Problem to solve: Could you convert every one of the records below into a JSON list of strings, one string per line and no blank lines? Leave the pictures out.

Data section:
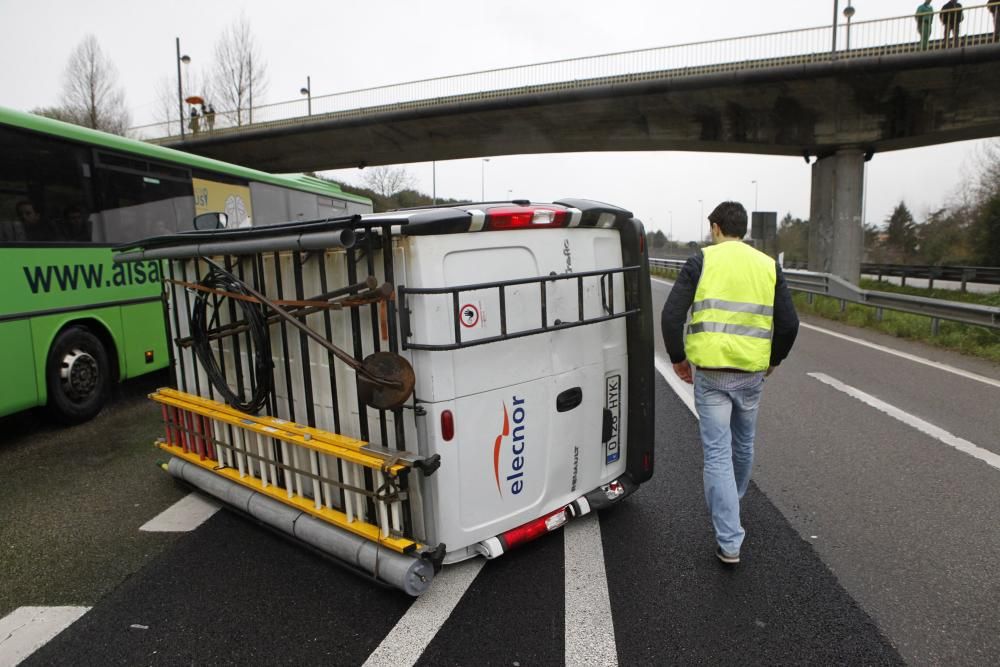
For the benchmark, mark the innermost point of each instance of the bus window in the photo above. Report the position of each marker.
(138, 199)
(270, 203)
(330, 208)
(44, 193)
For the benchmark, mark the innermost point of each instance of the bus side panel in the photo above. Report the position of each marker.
(143, 329)
(19, 389)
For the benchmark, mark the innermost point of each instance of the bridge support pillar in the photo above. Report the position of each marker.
(836, 235)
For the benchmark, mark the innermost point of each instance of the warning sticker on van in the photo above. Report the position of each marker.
(612, 401)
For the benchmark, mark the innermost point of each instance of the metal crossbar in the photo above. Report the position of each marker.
(320, 473)
(605, 276)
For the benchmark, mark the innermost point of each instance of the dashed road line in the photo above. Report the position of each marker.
(937, 432)
(27, 629)
(590, 628)
(185, 515)
(904, 355)
(684, 391)
(414, 631)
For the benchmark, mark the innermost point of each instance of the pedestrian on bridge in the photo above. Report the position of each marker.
(951, 16)
(925, 21)
(743, 324)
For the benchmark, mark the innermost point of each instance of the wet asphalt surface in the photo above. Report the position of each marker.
(868, 543)
(232, 592)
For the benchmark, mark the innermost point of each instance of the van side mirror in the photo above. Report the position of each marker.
(214, 220)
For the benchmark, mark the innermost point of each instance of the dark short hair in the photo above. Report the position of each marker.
(731, 218)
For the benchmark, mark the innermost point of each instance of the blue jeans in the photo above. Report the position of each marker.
(728, 419)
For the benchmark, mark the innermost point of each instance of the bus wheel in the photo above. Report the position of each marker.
(78, 375)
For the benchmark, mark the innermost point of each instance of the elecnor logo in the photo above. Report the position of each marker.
(515, 474)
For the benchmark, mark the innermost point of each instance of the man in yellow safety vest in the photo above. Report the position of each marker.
(742, 325)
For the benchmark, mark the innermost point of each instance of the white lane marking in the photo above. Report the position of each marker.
(590, 628)
(414, 631)
(186, 514)
(947, 438)
(27, 629)
(683, 390)
(969, 375)
(910, 357)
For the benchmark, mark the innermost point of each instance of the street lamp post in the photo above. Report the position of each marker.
(180, 91)
(848, 14)
(307, 91)
(836, 8)
(482, 179)
(701, 219)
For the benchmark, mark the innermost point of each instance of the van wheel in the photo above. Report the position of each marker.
(77, 375)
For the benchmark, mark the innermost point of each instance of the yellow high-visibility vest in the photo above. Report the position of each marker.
(733, 312)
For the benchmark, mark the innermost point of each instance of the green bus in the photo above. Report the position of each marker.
(72, 322)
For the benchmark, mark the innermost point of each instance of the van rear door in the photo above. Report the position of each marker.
(539, 419)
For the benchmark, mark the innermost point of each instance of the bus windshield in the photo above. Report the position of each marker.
(71, 321)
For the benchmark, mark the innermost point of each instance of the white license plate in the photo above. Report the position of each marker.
(613, 402)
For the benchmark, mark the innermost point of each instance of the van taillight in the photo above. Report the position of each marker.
(534, 529)
(447, 425)
(524, 217)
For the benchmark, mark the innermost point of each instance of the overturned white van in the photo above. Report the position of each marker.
(410, 389)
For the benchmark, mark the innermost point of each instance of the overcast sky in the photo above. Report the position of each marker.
(349, 45)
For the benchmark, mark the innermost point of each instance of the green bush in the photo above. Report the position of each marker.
(974, 341)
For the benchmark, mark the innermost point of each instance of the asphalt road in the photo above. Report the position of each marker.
(868, 542)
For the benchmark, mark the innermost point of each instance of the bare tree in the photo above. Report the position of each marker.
(91, 96)
(239, 71)
(387, 181)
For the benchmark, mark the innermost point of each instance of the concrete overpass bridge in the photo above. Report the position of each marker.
(839, 96)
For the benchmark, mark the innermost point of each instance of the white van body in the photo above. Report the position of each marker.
(530, 346)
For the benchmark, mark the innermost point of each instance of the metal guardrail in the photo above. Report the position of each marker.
(835, 287)
(979, 275)
(861, 39)
(984, 275)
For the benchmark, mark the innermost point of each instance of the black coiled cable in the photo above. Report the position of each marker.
(254, 316)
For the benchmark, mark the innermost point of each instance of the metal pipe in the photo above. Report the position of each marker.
(410, 574)
(343, 238)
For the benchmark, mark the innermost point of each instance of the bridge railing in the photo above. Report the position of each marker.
(857, 39)
(835, 287)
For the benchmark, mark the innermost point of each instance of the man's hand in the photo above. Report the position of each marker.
(683, 370)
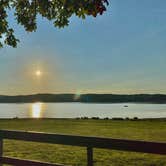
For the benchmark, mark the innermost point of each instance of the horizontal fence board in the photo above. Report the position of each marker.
(20, 162)
(95, 142)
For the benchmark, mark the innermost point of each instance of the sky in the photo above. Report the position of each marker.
(123, 51)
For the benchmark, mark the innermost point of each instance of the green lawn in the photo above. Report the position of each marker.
(149, 130)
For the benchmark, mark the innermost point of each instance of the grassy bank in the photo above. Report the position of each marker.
(149, 130)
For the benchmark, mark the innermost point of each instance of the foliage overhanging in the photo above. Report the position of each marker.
(58, 11)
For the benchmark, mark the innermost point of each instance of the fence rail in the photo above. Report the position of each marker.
(88, 142)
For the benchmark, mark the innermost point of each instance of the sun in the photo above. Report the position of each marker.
(38, 73)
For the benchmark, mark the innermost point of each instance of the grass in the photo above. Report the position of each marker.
(149, 130)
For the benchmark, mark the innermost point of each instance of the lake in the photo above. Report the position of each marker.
(73, 110)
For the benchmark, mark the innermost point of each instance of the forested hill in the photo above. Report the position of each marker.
(86, 98)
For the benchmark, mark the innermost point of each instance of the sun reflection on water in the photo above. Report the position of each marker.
(36, 110)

Answer in full:
[
  "For the benchmark, mark the innermost point of each instance of the bus window in the photo above. Report the position of each marker.",
  "(138, 199)",
  "(270, 203)",
  "(330, 208)",
  "(44, 193)",
  "For the benchmark, mark the innermost point of each instance of the bus side panel in the photo above. Report the position of each marker.",
  "(143, 329)",
  "(19, 389)",
  "For the benchmark, mark the innermost point of each instance of the bridge support pillar in the photo above. Report the position of each marker.",
  "(836, 235)",
  "For the benchmark, mark the innermost point of each instance of the warning sticker on van in the photo above. Report the position of each marker.",
  "(612, 401)",
  "For the benchmark, mark the innermost point of each instance of the metal crossbar in the photo above. Report the position of each marker.",
  "(320, 473)",
  "(605, 276)",
  "For the benchmark, mark the innermost point of each instance of the dashed road line in the photo above. Report the position of each marker.",
  "(937, 432)",
  "(27, 629)",
  "(590, 628)",
  "(185, 515)",
  "(904, 355)",
  "(684, 391)",
  "(414, 631)",
  "For the benchmark, mark the innermost point of each instance of the pedestrian on bridge in the photo above. Report the position of each marker.",
  "(951, 16)",
  "(925, 21)",
  "(743, 324)",
  "For the benchmark, mark the innermost point of each instance of the wet asphalt surface in the photo above. Report the position of each marker.",
  "(868, 543)",
  "(232, 592)",
  "For the benchmark, mark the innermost point of each instance of the van side mirror in the photo above. Report the position of each marker.",
  "(214, 220)",
  "For the benchmark, mark the innermost point of each instance of the dark short hair in the photo above. Report the position of each marker.",
  "(731, 218)",
  "For the benchmark, mark the innermost point of each instance of the blue jeans in the photo above. Report the position of each marker.",
  "(728, 419)",
  "For the benchmark, mark the innermost point of each instance of the bus wheel in the photo above. Report the position of each marker.",
  "(78, 375)",
  "For the benchmark, mark the innermost point of each instance of the elecnor logo in the photo above. Report the position of each marker.",
  "(515, 474)",
  "For the benchmark, mark the innermost point of each instance of the man in yellow safety vest in the photo above. Report the position of each marker.",
  "(742, 325)",
  "For the benchmark, mark the innermost point of each instance of the white lane marking in the photo above. Report the position of each marker.",
  "(590, 628)",
  "(414, 631)",
  "(186, 514)",
  "(947, 438)",
  "(27, 629)",
  "(683, 390)",
  "(969, 375)",
  "(910, 357)",
  "For the benchmark, mark the innermost point of each instance of the street lamp post in the photo above. Report the position of each marker.",
  "(180, 91)",
  "(848, 14)",
  "(307, 91)",
  "(836, 8)",
  "(482, 179)",
  "(701, 219)",
  "For the benchmark, mark the innermost point of each instance of the van wheel in the photo above. Report the position of each marker.",
  "(77, 375)",
  "For the benchmark, mark the innermost point of each instance of the yellow high-visibility vest in the photo above. Report the position of each marker.",
  "(733, 312)",
  "For the benchmark, mark the innermost point of each instance of the green bus in the photo above. Report the position of each marker.",
  "(72, 322)",
  "For the benchmark, mark the innermost point of each instance of the van rear door in the photo above. Report the position of each marker.",
  "(539, 419)",
  "For the benchmark, mark the innermost point of each instance of the bus windshield in the photo above. Report the position of each marker.",
  "(71, 321)",
  "For the benchmark, mark the innermost point of each instance of the white license plate in the photo above. Report the position of each marker.",
  "(613, 402)",
  "For the benchmark, mark the innermost point of each instance of the van taillight in the photo above. Report the position of each marker.",
  "(534, 529)",
  "(447, 425)",
  "(524, 217)",
  "For the benchmark, mark the innermost point of each instance of the overturned white van in the photo above. Report the position of each marker.",
  "(410, 389)",
  "For the benchmark, mark the innermost point of each instance of the overcast sky in the photo above. Report the position of each marker.",
  "(349, 45)",
  "For the benchmark, mark the innermost point of each instance of the green bush in the photo above. Report the position of each marker.",
  "(974, 341)",
  "For the benchmark, mark the innermost point of each instance of the asphalt road in the photo above. Report the position of each marker.",
  "(868, 542)",
  "For the benchmark, mark the innermost point of each instance of the bare tree in the photo above. Report the position of each marker.",
  "(91, 96)",
  "(239, 71)",
  "(387, 181)",
  "For the benchmark, mark the innermost point of each instance of the concrete overpass bridge in the photo above. Report the position of each marker.",
  "(839, 96)",
  "For the benchmark, mark the innermost point of each instance of the white van body in the photo above. Report the position of each marker.",
  "(530, 346)",
  "For the benchmark, mark the innermost point of each instance of the metal guardrail in the photo above. Report the position of each marker.",
  "(835, 287)",
  "(979, 275)",
  "(861, 39)",
  "(984, 275)",
  "For the benchmark, mark the innermost point of each instance of the black coiled cable in the photo above. Report the position of each marker.",
  "(254, 316)",
  "For the benchmark, mark the innermost point of each instance of the metal pipe in the photo above. Report the position of each marker.",
  "(410, 574)",
  "(343, 238)",
  "For the benchmark, mark the innermost point of each instance of the bridge railing in the photo above. Report the position of each marker.",
  "(857, 39)",
  "(835, 287)",
  "For the benchmark, mark the innermost point of each instance of the man's hand in the photo above. Report the position of each marker.",
  "(683, 370)",
  "For the benchmark, mark the innermost point of each instance of the horizontal fence board in the photo above. Report the position of each marker.",
  "(20, 162)",
  "(95, 142)",
  "For the benchmark, mark the innermost point of each instance of the sky in the photo above. Report the position of each marker.",
  "(123, 51)",
  "For the benchmark, mark the innermost point of each instance of the green lawn in the photo above. Report the position of each marker.",
  "(149, 130)",
  "For the benchmark, mark the innermost point of each instance of the grassy bank in the photo above. Report the position of each marker.",
  "(149, 130)",
  "For the benchmark, mark the innermost point of each instance of the foliage overhanging in the photo above. Report the position of each marker.",
  "(58, 11)",
  "For the benchmark, mark the innermost point of each instance of the fence rail in the photo above. Report the position of each marker.",
  "(88, 142)",
  "For the benchmark, mark the innermost point of each instance of the sun in the photo above. Report the position of each marker.",
  "(38, 73)",
  "For the benchmark, mark the innermost point of each instance of the grass in the photo above. Report the position of each marker.",
  "(149, 130)",
  "For the benchmark, mark the innermost point of each instance of the lake in the photo above. Report the position of each marker.",
  "(73, 110)",
  "For the benchmark, mark the innermost point of each instance of the forested hill in the photo above. Report the position of each marker.",
  "(86, 98)",
  "For the benchmark, mark the innermost point of each instance of the sun reflection on water in the photo above. Report the position of each marker.",
  "(36, 110)"
]